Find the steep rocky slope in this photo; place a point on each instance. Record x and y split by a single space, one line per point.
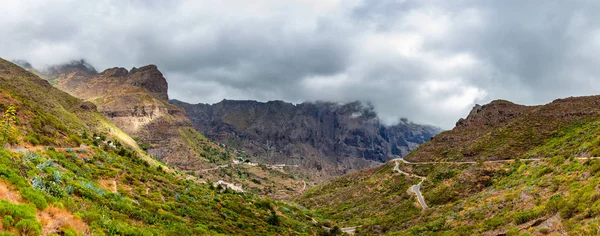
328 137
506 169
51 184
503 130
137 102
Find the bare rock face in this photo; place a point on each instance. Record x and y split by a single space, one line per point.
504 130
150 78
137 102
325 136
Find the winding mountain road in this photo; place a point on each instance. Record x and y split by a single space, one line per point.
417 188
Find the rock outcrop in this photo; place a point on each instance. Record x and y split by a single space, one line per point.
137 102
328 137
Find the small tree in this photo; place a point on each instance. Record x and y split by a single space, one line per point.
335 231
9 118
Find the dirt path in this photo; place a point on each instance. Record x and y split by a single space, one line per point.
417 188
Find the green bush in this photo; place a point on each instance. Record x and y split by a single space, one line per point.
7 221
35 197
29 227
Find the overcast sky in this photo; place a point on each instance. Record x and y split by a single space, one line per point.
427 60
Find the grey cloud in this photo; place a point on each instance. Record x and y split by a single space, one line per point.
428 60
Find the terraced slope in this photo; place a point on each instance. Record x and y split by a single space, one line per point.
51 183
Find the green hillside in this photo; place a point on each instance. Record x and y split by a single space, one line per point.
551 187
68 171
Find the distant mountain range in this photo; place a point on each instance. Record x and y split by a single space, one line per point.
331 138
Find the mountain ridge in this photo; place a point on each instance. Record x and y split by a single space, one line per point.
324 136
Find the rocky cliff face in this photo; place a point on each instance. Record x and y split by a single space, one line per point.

§ **WORK TO DO**: Without including any picture, repeat the data exactly.

§ **EXERCISE ANSWER**:
Find the steep rocky slope in this photo; place a point on each instance. Record x and y split by a single space, one line per point.
328 137
506 169
51 184
503 130
137 102
Find the bare rock face in this photo; place a point on each instance. Record x and y split by a single space, one line per point.
504 130
150 78
137 102
325 136
Find the winding mountain road in this photo; place a point on each instance. Record x and y split by a single space, one line per point.
417 188
Find the rock outcrop in this photo; place a point on each instance. Record x and y split by a single space, one line per point.
137 102
328 137
Find the small tree in this photo; place a point on each instance. Record x and y split by a single space, one line per point.
335 231
9 118
Find the dirt path in this photo; place a point on each instance. Record x and y split by a single space, one line per point.
417 188
Find the green bush in this photo; place a point on each instance. Record x and y split by a single space, one line per point.
7 221
35 197
29 227
Find the overcast sky in this photo; place a point on each instance. Record x and y split by a single space, one line per point.
427 60
Find the grey cloud in this photo; place a point on each instance. Record x and y split by a single space, one line per point.
428 60
Find the terraced slope in this photo; place a point on each instance. Record x and y split by a single space, one line per point.
51 183
Find the green hillside in this photo; place a point on each instance. Record x and y split by a single space, one line per point.
551 187
68 171
Find the distant mountain range in this photo; place a point on each instance. Record x and y split by a single space, one line per point.
331 138
Find the mountain ridge in this photo; place a point on each instance. Record x and y split by a single space, one line per point.
324 136
Find the rocky cliff face in this photo; place a point on each instance. Record x and y split by a single space, one line per point.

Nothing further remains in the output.